* Exercise
Extract each record and reproduce it exactly.

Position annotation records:

★ ★ ★ ★ ★

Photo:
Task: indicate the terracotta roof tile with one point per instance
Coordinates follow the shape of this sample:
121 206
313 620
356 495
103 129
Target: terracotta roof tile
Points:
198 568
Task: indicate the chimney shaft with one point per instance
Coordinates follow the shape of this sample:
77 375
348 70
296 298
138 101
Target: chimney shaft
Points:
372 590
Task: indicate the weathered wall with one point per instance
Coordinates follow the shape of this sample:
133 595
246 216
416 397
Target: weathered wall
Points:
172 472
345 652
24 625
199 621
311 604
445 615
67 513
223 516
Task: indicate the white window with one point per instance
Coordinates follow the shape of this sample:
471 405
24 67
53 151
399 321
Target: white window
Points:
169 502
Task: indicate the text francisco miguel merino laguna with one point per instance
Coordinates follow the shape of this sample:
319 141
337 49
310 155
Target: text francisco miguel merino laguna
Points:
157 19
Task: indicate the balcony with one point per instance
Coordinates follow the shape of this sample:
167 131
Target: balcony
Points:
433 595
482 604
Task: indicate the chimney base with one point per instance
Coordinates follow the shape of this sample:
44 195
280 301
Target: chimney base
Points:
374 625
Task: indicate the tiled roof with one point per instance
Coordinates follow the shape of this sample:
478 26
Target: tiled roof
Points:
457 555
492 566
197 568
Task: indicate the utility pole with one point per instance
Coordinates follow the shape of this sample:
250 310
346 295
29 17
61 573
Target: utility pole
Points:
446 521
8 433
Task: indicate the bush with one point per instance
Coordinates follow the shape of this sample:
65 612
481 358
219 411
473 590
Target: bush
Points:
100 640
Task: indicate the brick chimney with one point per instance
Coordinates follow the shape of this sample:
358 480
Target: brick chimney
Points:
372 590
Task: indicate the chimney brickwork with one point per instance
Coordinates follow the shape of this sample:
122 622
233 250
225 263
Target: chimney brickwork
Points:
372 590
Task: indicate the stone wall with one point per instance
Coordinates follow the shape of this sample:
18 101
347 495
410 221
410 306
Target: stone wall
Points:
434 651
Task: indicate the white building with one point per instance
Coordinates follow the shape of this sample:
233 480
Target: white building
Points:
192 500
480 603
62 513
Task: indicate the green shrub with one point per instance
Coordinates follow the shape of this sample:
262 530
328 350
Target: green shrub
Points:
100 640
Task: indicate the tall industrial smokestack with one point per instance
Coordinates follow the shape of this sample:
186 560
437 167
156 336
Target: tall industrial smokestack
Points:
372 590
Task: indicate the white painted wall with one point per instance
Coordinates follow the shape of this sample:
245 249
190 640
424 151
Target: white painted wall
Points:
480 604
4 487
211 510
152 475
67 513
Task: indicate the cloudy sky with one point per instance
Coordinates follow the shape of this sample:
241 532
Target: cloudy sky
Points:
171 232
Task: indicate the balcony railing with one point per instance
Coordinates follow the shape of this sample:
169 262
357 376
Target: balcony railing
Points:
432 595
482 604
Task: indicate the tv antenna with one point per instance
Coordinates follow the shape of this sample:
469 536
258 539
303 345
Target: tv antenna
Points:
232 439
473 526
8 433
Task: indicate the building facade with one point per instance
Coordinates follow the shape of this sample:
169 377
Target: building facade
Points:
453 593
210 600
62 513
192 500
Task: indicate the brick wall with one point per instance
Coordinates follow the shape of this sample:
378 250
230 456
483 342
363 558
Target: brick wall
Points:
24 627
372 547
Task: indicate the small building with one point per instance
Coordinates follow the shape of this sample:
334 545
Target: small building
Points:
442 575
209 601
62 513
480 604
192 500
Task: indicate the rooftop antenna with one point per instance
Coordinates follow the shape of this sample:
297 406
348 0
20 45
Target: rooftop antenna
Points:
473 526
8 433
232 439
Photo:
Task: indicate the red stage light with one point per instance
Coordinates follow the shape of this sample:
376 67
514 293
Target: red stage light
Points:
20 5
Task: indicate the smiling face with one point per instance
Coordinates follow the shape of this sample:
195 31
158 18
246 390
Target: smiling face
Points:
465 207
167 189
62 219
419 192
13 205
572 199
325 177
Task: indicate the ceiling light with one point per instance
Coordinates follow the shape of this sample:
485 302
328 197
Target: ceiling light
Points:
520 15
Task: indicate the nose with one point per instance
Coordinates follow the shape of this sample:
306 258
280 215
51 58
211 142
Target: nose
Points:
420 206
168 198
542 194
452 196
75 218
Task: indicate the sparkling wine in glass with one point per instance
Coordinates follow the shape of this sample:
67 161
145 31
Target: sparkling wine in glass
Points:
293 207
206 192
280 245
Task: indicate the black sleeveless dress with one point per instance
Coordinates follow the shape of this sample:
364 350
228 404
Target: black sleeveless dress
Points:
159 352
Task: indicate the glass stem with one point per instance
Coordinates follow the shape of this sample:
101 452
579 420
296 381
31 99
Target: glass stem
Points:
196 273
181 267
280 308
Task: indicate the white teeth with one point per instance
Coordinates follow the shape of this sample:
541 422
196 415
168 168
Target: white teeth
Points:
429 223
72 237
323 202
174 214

★ ★ ★ ★ ★

* The result
Photo:
Task: indicate the terracotta roof tile with one point per instance
Coordinates follow the shape of this sample:
121 206
313 620
356 495
103 129
Target: terracotta roof tile
Points:
198 568
Task: indicate the chimney shaft with one point per instance
Coordinates follow the shape of this sample:
77 375
348 70
296 298
138 101
Target: chimney shaft
Points:
372 590
Task: indicate the weathered wall with one point per instance
Coordinates follow the shape of this sample:
133 595
246 216
416 397
Target: weathered wall
Points:
172 472
345 652
24 625
199 621
311 604
445 615
67 513
223 516
Task: indicate the white window with one point per instance
Coordinates follow the shape of this sample:
471 405
24 67
53 151
399 321
Target: white window
Points:
169 502
Task: indicate the text francisco miguel merino laguna with one point per instance
Coordinates follow the shape of this sample:
319 141
337 49
310 155
Target: text francisco miguel merino laguna
Points:
157 19
Task: indicate the balcony with one point per instance
Coordinates follow the shape of this sample:
167 131
Target: balcony
Points:
433 595
482 604
Task: indicate the chimney base with one point per instance
Coordinates follow the shape of this sample:
44 195
280 301
Target: chimney base
Points:
374 625
Task: indicate the tiled roof with one point per instance
Coordinates follow the shape of this sample:
478 26
Target: tiled roof
Points:
457 555
492 566
197 568
Task: indicate the utility pole with one point per instance
Coordinates follow the shape of this sample:
250 310
346 295
29 17
61 573
Target: utility pole
Points:
446 521
8 433
Task: indicate the bush with one point per instance
Coordinates follow the shape of this sample:
65 612
481 358
219 411
473 590
Target: bush
Points:
100 640
Task: indicate the brick chimney with one point per instance
Coordinates follow the shape of this sample:
358 480
Target: brick chimney
Points:
372 590
Task: indicate the chimney brickwork with one point per instance
Coordinates follow the shape of this sample:
122 622
233 250
225 263
Target: chimney brickwork
Points:
372 590
Task: indicate the stone wall with one point per instance
Coordinates follow the shape of this sample:
18 101
347 495
410 221
410 306
Target: stone wall
Points:
434 651
Task: indicate the white building with one point per instance
Coordinates follow the shape of this sample:
233 480
Target: white building
Points:
192 500
480 603
62 513
Task: indicate the green shrub with one point per instance
Coordinates follow the shape of this sample:
262 530
328 350
Target: green shrub
Points:
100 640
Task: indicate the tall industrial smokestack with one point per instance
Coordinates follow the shape of this sample:
186 560
437 167
156 336
Target: tall industrial smokestack
Points:
372 590
Task: indicate the white painted wall with one point per instance
Coordinates follow the shape of this sample:
245 249
190 640
424 151
Target: white painted wall
Points:
480 604
4 487
211 510
152 475
67 513
Task: indicate the cloudy sky with one point per instance
Coordinates follow the shape of this sample:
241 532
Target: cloudy sky
Points:
171 232
Task: indicate the balcony railing with one point per instance
Coordinates follow the shape of this sample:
169 262
357 376
Target: balcony railing
Points:
432 595
482 604
Task: indicate the tv antenna with one point per instance
Coordinates follow the shape of this sample:
469 536
258 539
303 345
Target: tv antenna
Points:
232 439
473 526
8 433
Task: indicate the building facade with one point per instance
Coordinates follow the shape of this sample:
169 377
Target: building facade
Points:
453 593
210 600
62 513
192 500
Task: indicate the brick wall with one point per instance
Coordinates follow the shape of this sample:
378 250
230 456
483 342
363 558
Target: brick wall
Points:
24 627
372 547
Task: indicate the small building with one point per instance
Coordinates follow the shape of this sample:
334 545
Target: small building
Points:
442 575
209 601
62 513
480 604
192 500
Task: indicate the rooftop antenna with one point per instance
Coordinates follow the shape of this sample:
297 406
348 0
20 45
Target: rooftop antenna
Points:
473 526
8 433
232 439
Photo:
Task: indicate the red stage light with one point per instance
Coordinates follow the shape of this sample:
376 67
514 293
Target: red stage light
Points:
20 5
Task: indicate the smiling face with one point per instance
Coordinates follow the shape of this sample:
195 31
158 18
246 390
Target: smiling face
Points:
465 207
167 189
62 219
419 192
13 205
572 199
325 177
Task: indicate the ceiling light with one point per instance
Coordinates follow the shape of this sample:
485 302
328 197
Target: ceiling light
Points:
520 15
Task: indicate the nose with one point per instance
Coordinates follow the shape of this sample:
306 258
280 215
51 58
211 142
Target: nose
Points:
420 206
168 198
542 194
452 196
75 218
Task: indicate the sparkling wine in glass with one point per instance
Coordinates follow the shape of this sample:
67 161
145 31
Target: sparkling wine in glass
Points:
293 207
206 192
280 245
Task: indicate the black sleeveless dress with one point per instance
Coordinates follow the shape of this sample:
364 350
228 404
Target: black sleeveless dress
Points:
159 352
Task: indicate the glass stem with one point per instance
Coordinates follow the shape of this sample:
101 452
579 420
296 381
31 99
Target: glass stem
Points:
196 273
181 267
280 308
Task: indicate the white teeth with one point per instance
Coordinates follow the shape of this sample:
541 422
196 415
168 168
Target: white teeth
Points:
429 223
72 237
323 202
174 214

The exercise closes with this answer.